→ AVAILABLE DATA:

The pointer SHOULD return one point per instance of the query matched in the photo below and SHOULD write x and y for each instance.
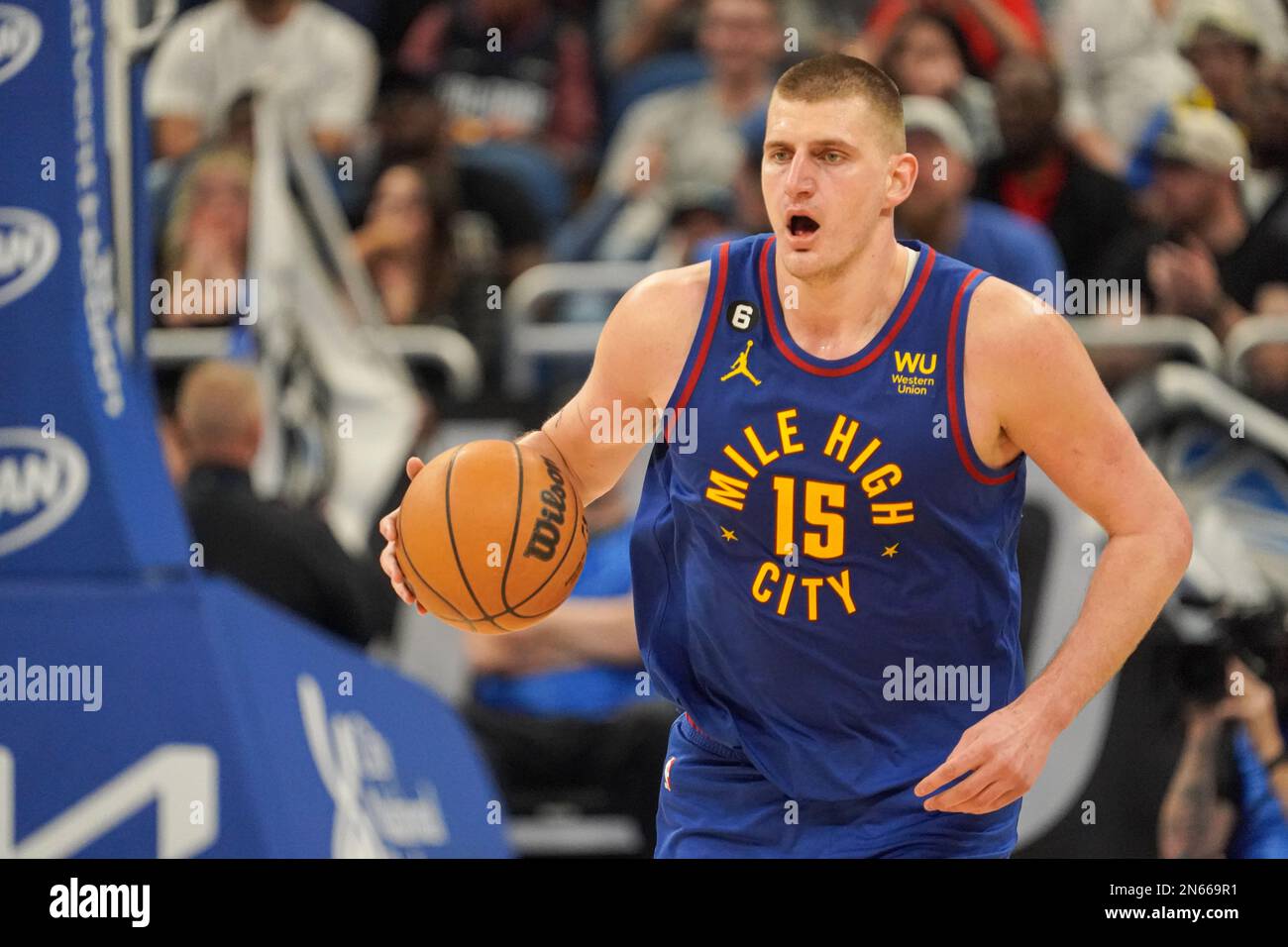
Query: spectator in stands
(496, 226)
(283, 554)
(926, 55)
(681, 138)
(406, 244)
(1120, 64)
(518, 86)
(940, 211)
(562, 709)
(1265, 192)
(991, 27)
(205, 240)
(1211, 812)
(632, 34)
(1205, 261)
(217, 53)
(1224, 46)
(1043, 178)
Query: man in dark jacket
(283, 554)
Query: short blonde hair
(838, 76)
(218, 405)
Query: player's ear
(901, 178)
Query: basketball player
(827, 582)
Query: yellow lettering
(881, 479)
(726, 491)
(765, 459)
(787, 592)
(812, 585)
(863, 458)
(739, 460)
(842, 589)
(892, 513)
(758, 590)
(838, 441)
(786, 431)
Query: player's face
(825, 175)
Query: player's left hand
(1004, 754)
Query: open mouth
(802, 224)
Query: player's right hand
(389, 530)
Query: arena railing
(1247, 335)
(439, 347)
(1177, 334)
(528, 341)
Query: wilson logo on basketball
(545, 531)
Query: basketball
(490, 536)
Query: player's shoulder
(675, 286)
(653, 326)
(668, 303)
(1010, 331)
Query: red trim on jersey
(708, 331)
(953, 411)
(695, 724)
(890, 333)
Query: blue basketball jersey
(824, 571)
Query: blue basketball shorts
(713, 802)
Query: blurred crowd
(1060, 141)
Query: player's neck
(837, 315)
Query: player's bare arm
(638, 360)
(1030, 385)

→ PROBLEM: Would you set down each line of the listing above exactly, apart from the pictures?

→ RESPONSE:
The pointer SHOULD return one point per instance of the query matched in the photo below and SHOULD write x and y for each instance.
Query: spectator in stands
(496, 226)
(283, 554)
(926, 55)
(681, 138)
(406, 244)
(1120, 64)
(518, 86)
(940, 211)
(562, 709)
(1265, 192)
(991, 27)
(205, 240)
(1211, 812)
(632, 34)
(1205, 261)
(217, 53)
(1224, 46)
(1043, 178)
Query: man in dark jacket
(283, 554)
Query: short blonde hair
(838, 76)
(218, 405)
Query: player's ear
(901, 178)
Query: basketball player
(827, 582)
Query: yellow lettering
(881, 479)
(726, 491)
(765, 459)
(787, 592)
(812, 585)
(863, 458)
(739, 460)
(842, 589)
(892, 513)
(758, 590)
(838, 441)
(786, 431)
Query: player's face
(825, 175)
Query: player's left hand
(1004, 754)
Query: open mouth
(802, 224)
Query: player's right hand
(389, 530)
Query: arena railing
(1247, 335)
(439, 347)
(1177, 334)
(528, 341)
Query: wilson logo on basketball
(545, 531)
Query: basketball
(490, 536)
Query: player's shoulder
(675, 286)
(653, 326)
(668, 303)
(1010, 331)
Query: red trim on jersey
(708, 331)
(953, 411)
(695, 724)
(890, 333)
Query: blue basketball jersey
(824, 571)
Query: blue basketball shorts
(713, 802)
Query: blurred crowd
(1060, 141)
Query: player's neck
(837, 315)
Query: player's bare arm
(638, 360)
(1030, 385)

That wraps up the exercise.